[EXERCISE BRIEF] Please put each line of the records below into a JSON list of strings, one string per line, skipping any blank lines.

[Records from a data source]
▼▼▼

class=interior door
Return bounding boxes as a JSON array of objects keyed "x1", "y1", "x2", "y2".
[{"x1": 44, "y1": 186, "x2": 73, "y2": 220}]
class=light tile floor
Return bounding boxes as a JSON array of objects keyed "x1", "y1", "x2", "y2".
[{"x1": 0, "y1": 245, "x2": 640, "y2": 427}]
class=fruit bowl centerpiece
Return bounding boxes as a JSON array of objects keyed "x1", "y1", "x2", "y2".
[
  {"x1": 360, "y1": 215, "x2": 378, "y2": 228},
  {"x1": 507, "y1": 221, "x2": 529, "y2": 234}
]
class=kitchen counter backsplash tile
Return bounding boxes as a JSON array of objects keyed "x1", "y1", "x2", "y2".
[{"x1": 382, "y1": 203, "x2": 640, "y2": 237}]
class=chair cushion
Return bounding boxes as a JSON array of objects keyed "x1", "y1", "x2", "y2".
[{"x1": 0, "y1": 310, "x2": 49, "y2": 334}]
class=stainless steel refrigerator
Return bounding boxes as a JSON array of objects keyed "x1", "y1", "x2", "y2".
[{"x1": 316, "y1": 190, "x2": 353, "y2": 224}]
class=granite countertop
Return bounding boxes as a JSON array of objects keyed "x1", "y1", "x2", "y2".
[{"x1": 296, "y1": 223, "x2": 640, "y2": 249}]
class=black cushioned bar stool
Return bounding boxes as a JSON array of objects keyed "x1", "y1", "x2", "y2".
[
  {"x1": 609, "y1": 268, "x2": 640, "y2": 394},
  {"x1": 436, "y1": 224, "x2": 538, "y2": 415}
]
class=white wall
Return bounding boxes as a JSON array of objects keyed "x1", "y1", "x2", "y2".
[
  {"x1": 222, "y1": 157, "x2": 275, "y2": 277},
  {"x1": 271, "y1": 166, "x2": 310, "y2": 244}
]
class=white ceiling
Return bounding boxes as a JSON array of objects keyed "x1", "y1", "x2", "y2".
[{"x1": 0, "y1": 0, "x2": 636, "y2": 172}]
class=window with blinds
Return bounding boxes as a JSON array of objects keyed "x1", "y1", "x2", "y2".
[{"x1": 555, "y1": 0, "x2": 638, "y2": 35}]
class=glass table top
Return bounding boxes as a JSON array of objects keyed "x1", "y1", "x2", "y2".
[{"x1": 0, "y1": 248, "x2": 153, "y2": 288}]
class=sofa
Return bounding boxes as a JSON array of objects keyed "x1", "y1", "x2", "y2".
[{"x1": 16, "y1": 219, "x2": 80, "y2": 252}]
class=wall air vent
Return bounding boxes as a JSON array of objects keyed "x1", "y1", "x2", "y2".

▲▲▲

[FULL RESPONSE]
[
  "class=interior door",
  "Return bounding boxes as a JSON array of objects keyed \"x1\", \"y1\", \"x2\", \"y2\".",
  "[{\"x1\": 44, \"y1\": 186, \"x2\": 73, \"y2\": 220}]",
  "class=light tile floor",
  "Return bounding boxes as a JSON array of objects keyed \"x1\", \"y1\", \"x2\", \"y2\".",
  "[{\"x1\": 0, \"y1\": 245, \"x2\": 640, \"y2\": 427}]",
  "class=fruit bowl centerpiece",
  "Return bounding boxes as a JSON array of objects keyed \"x1\", \"y1\", \"x2\", \"y2\".",
  "[",
  "  {\"x1\": 360, \"y1\": 215, \"x2\": 378, \"y2\": 228},",
  "  {\"x1\": 507, \"y1\": 221, \"x2\": 529, \"y2\": 234}",
  "]",
  "class=kitchen counter backsplash tile",
  "Return bounding boxes as a JSON array of objects keyed \"x1\", \"y1\", \"x2\", \"y2\".",
  "[{\"x1\": 382, \"y1\": 203, \"x2\": 640, \"y2\": 237}]",
  "class=chair cushion",
  "Return bounding boxes as a JSON array of objects keyed \"x1\", \"y1\", \"x2\", \"y2\".",
  "[{\"x1\": 0, \"y1\": 310, \"x2\": 49, \"y2\": 334}]",
  "class=stainless steel refrigerator",
  "Return bounding boxes as a JSON array of objects keyed \"x1\", \"y1\", \"x2\", \"y2\".",
  "[{\"x1\": 316, \"y1\": 190, \"x2\": 353, \"y2\": 224}]",
  "class=granite countertop",
  "Return bounding boxes as a JSON array of objects keyed \"x1\", \"y1\", \"x2\", \"y2\".",
  "[{\"x1\": 296, \"y1\": 223, \"x2\": 640, \"y2\": 249}]",
  "class=black cushioned bar stool",
  "Return bounding boxes as a JSON array of objects keyed \"x1\", \"y1\", \"x2\", \"y2\".",
  "[",
  "  {\"x1\": 609, \"y1\": 268, \"x2\": 640, \"y2\": 394},",
  "  {\"x1\": 436, \"y1\": 224, \"x2\": 538, \"y2\": 415}",
  "]",
  "class=white wall",
  "Return bounding boxes as a JSON array of objects keyed \"x1\", \"y1\", \"x2\", \"y2\".",
  "[",
  "  {\"x1\": 222, \"y1\": 157, \"x2\": 275, \"y2\": 277},",
  "  {\"x1\": 271, \"y1\": 166, \"x2\": 310, \"y2\": 244}",
  "]",
  "class=white ceiling",
  "Return bounding boxes as a JSON array of objects keyed \"x1\", \"y1\", \"x2\", \"y2\".",
  "[{\"x1\": 0, \"y1\": 0, \"x2\": 636, \"y2\": 172}]",
  "class=window with blinds",
  "Return bounding boxes as a JSON array of objects keyed \"x1\", \"y1\", \"x2\", \"y2\".",
  "[{\"x1\": 555, \"y1\": 0, \"x2\": 638, \"y2\": 35}]",
  "class=glass table top",
  "Return bounding boxes as a JSON array of objects keyed \"x1\", \"y1\", \"x2\", \"y2\".",
  "[{\"x1\": 0, \"y1\": 248, \"x2\": 153, \"y2\": 288}]",
  "class=sofa",
  "Return bounding boxes as a JSON array of objects keyed \"x1\", \"y1\", \"x2\", \"y2\".",
  "[{\"x1\": 16, \"y1\": 219, \"x2\": 80, \"y2\": 252}]",
  "class=wall air vent",
  "Return bounding boxes as a JSON array of objects keyed \"x1\", \"y1\", \"x2\", \"y2\"."
]